§ THE TASK
Rename "pointer" to "locator" throughout the entries below, leaving everything else unchanged.

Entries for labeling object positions

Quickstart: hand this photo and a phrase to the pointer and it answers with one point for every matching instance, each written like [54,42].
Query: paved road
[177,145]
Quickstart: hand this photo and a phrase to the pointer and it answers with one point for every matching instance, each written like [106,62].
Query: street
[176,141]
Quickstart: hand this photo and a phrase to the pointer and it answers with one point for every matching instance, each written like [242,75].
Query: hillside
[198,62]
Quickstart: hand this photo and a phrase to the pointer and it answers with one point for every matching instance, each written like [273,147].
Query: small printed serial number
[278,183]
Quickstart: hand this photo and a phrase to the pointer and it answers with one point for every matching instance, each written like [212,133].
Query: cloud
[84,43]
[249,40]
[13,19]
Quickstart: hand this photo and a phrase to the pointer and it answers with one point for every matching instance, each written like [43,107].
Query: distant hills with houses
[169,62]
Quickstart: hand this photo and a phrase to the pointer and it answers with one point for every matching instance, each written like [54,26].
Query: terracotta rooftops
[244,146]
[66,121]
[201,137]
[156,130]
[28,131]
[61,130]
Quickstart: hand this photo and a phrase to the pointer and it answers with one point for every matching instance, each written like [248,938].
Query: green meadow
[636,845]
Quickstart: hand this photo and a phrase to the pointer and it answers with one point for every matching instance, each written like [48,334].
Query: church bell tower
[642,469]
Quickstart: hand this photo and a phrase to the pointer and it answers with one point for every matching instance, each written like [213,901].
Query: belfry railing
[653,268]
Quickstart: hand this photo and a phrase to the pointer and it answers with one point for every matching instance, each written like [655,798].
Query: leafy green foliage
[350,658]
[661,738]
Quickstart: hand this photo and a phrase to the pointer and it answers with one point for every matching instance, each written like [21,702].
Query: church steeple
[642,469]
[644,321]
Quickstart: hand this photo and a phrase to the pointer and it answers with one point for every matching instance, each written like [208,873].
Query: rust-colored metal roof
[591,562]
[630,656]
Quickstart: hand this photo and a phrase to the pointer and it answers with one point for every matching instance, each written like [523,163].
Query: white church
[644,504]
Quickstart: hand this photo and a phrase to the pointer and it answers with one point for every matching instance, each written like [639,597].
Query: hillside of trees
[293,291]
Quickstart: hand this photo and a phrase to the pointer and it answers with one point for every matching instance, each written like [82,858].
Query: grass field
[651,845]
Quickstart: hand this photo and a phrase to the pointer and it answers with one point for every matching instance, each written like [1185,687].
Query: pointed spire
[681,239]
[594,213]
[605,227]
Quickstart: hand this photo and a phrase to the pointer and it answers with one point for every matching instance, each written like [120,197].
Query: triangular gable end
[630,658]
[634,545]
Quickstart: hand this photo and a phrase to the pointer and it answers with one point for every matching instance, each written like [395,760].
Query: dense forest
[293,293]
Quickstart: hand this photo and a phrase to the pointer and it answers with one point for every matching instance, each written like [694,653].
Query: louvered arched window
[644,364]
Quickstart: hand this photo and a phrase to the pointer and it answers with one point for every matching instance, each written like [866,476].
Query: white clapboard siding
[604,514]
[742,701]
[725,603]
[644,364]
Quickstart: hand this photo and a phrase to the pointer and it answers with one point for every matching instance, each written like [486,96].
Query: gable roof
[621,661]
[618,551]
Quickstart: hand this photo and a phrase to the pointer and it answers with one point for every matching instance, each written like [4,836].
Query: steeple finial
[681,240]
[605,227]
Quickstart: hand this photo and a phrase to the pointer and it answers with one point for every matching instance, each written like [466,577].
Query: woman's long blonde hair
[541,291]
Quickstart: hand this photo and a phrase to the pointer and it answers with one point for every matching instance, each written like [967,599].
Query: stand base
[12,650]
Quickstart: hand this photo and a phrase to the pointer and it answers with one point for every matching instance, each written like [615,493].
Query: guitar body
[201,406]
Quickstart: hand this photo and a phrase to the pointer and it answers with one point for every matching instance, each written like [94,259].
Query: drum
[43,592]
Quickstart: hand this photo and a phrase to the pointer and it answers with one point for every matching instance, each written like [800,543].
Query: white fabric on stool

§ THE COMPLETED TASK
Quickstart: hand this photo and a phrase to the locator and it answers with one point for every matching instance, each written like [54,42].
Query: paved road
[177,145]
Quickstart: hand this photo and a phrase to the locator and it answers with one point for every matching instance, each written like [106,62].
Query: street
[176,141]
Quickstart: hand this photo and a phrase to the locator and it answers with one point for every matching instance, each written like [242,75].
Query: hillside
[198,62]
Quickstart: hand this photo and a phrase to the locator and it answers with one point for every matching instance, each written like [273,147].
Query: small printed serial number
[278,183]
Quickstart: hand this photo and a phrase to the locator and it answers with one point for every matching instance, each written like [212,133].
Query: cloud
[84,43]
[249,40]
[13,19]
Quickstart: hand this photo and a phrase to the locator and it answers with one point for every matching instance, each written like [43,107].
Query: distant hills with houses
[169,62]
Quickstart: hand this photo and a phrase to the locator and it answers with one point for every matching instance, each written like [54,26].
Query: terracotta rooftops
[244,146]
[66,121]
[201,137]
[156,130]
[28,131]
[61,130]
Quickstart: hand this photo and a phrase to the locator and it answers with one point for every matching instance, each written like [248,938].
Query: green meadow
[636,845]
Quickstart: hand this photo and a phrase to the locator and it answers with one point for every matching instance, each written like [48,334].
Query: church bell tower
[642,469]
Quickstart: hand this photo and a phrase to the locator and it answers with one point for every matching instance, each written like [213,901].
Query: belfry railing
[653,268]
Quickstart: hand this photo and a phrase to the locator and it answers with one point for every matching instance, each written like [655,798].
Query: leafy green foliage
[350,658]
[661,738]
Quickstart: hand this photo and a phrase to the locator and it answers with one point for every matching instance, each written like [21,702].
Query: church steeple
[642,469]
[644,321]
Quickstart: hand this photo and a phrase to the locator and it answers with one point for every matching instance, each written like [208,873].
Query: rust-colored metal roof
[591,562]
[630,656]
Quickstart: hand this photo and a phrase to the locator and it answers with one point for every matching instance, each written like [523,163].
Query: white church
[644,504]
Quickstart: hand this photo and a phrase to the locator and it answers with one point for every matching instance, each written like [639,597].
Query: hillside of trees
[293,291]
Quickstart: hand this photo and a phrase to the locator and it answers with one point for every matching instance, each written like [82,858].
Query: grass field
[651,845]
Quickstart: hand this photo and a phrase to the locator and it answers with one point for every matching instance, each written like [1185,687].
Query: pointed spire
[681,239]
[594,213]
[605,227]
Quickstart: hand this photo and a phrase to the locator and it answers with one point for every matching instance, each written like [120,197].
Query: triangular gable end
[630,658]
[634,545]
Quickstart: hand this photo and a phrase to the locator and it answers with one point for every matching instance, each written like [395,760].
Query: dense forest
[293,293]
Quickstart: hand this photo and a phrase to the locator and it answers with one point for every matching instance, each written like [694,653].
Query: louvered arched window
[644,364]
Quickstart: hand this photo and a phrase to the locator and it answers with one point for every matching instance, each written like [866,476].
Query: white clapboard siding
[604,514]
[742,701]
[725,603]
[644,364]
Quickstart: hand this photo and a phrase to the locator and it answers with one point for every matching instance, each written like [486,96].
Query: gable roof
[621,661]
[618,551]
Quickstart: hand this photo and a phrase to the locator and it answers with one point for every matching instance, each written like [4,836].
Query: steeple finial
[681,240]
[605,227]
Quickstart: hand this photo and a phrase to the locator and it answers with one point for every matching instance, each written like [466,577].
Query: woman's long blonde hair
[541,291]
Quickstart: hand this photo and a phrase to the locator and it answers with one point for every matching instance, each written like [967,599].
Query: stand base
[12,650]
Quickstart: hand this photo and a phrase to the locator and it answers with one point for every matching instance, each written like [615,493].
Query: guitar body
[201,406]
Quickstart: hand this photo and a phrase to the locator and it answers with one point for every matching instance, each written like [94,259].
Query: drum
[43,592]
Quickstart: hand this photo and a phrase to the locator and it answers with one point for every matching instance, each written like [800,543].
Query: white fabric on stool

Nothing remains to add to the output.